§ **本文**
説明

ダイカットロール

【課題】ラベル等が印刷されたシート状のワークに切込みや折れ線等を連続して加工するダイカットロール1を作製する際に、素材の無駄を最小限に抑制して作製する。
【解決手段】本体部11の取付け穴15の雌ねじ部16にシャフト12のねじ軸部17を螺合し、本体部11の両端に小径のシャフト12を結合し、耐摩耗性、じん性を有する機能素材とシャフト12が別部材とされたダイカットロール1とする。

【発明の詳細な説明】
【技術分野】
【0001】
本発明は、ラベル等が印刷されたシート状のワークに切込みや折れ線等を連続して加工するダイカットロールに関する。
【背景技術】
【0002】
ラベル等が印刷されたシート状のワーク、例えば、印刷シートが台紙に貼り付けられたワークに対し、印刷シートのラベル等の部位の周囲に切込みを入れる加工装置が知られている(例えば、特許文献1参照)。ラベル等の部位の周囲に切込みを入れる加工装置には、ダイカットロールと受けロールであるアンビルロールが備えられている。
【0003】
ダイカットロールは、本体部と本体部の両端に設けられた小径のシャフトとで構成され、ダイカットロールの本体部の表面にはラベル等を打ち抜くための抜き刃が形成されている。そして、ロールの軸間距離が所定の隙間に保たれた状態でダイカットロールの本体部とアンビルロールの間にワークを挿通させることで、印刷シートのラベル等の部位の周囲に切込みが入れられるようになっている。
【0004】
ダイカットロールは、ワークを挿通させるために駆動手段に連結されて駆動回転され、アンビルロールはダイカットロールの駆動回転に伴って連れ周りするようになっている。このため、ダイカットロールの本体部の端部には小径のシャフトが一体に形成され、駆動手段に連結されるための動力伝達機構(歯車等)がシャフトに取り付けられる。

§ **設問 1**
エントリのうち、「If you could indicate the blue」を含む行で始まり「point(45, 17)」を含む行で終わる部分を、両端の行も含め、1行を1つの文字列とするJSONリストとして表してください。空行は除きます。
続くエントリは本文とは一切関係がありません。

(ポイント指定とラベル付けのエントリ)
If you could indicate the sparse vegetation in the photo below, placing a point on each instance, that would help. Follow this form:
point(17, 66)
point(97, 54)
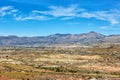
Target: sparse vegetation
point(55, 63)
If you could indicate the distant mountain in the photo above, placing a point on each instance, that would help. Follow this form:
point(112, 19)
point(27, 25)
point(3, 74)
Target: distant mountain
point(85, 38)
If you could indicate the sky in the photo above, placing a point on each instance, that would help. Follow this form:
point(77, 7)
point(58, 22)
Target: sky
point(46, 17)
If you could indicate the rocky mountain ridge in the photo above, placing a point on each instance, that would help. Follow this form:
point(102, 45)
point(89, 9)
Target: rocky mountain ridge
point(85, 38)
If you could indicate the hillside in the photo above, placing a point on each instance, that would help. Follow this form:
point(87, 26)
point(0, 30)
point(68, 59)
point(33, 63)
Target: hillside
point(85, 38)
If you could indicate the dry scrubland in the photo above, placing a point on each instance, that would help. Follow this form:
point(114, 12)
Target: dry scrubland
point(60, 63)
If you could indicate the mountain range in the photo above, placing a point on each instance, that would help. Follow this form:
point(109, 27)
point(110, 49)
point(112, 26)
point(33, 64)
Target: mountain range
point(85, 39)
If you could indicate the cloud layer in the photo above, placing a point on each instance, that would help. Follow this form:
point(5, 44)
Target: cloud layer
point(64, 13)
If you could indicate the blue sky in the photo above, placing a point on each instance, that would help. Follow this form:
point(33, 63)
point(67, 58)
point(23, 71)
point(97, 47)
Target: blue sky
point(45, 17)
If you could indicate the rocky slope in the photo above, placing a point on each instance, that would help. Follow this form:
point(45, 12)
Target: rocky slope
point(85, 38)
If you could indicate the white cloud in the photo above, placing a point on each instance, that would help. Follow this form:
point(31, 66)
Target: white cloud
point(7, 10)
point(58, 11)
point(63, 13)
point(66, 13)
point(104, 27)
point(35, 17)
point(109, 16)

--

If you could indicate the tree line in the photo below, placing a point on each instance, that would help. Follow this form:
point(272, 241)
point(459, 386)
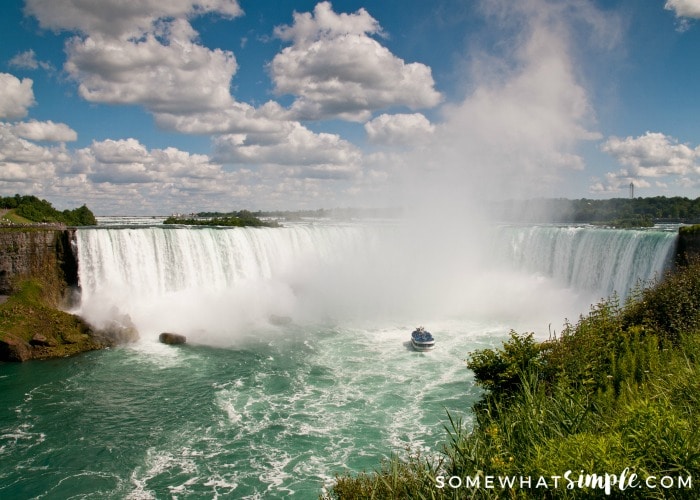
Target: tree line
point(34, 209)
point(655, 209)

--

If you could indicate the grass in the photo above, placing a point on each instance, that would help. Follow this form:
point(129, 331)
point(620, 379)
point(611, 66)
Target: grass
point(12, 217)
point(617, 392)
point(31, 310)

§ **設問 2**
本文によると、ダイカットロールの本体部の表面には何が形成されていますか。

§ **解答 1**
[
  "If you could indicate the blue sky in the photo above, placing a point on each instance, that would help. Follow this form:",
  "point(33, 63)",
  "point(67, 58)",
  "point(23, 71)",
  "point(97, 47)",
  "Target: blue sky",
  "point(45, 17)"
]

§ **解答 2**
ラベル等を打ち抜くための抜き刃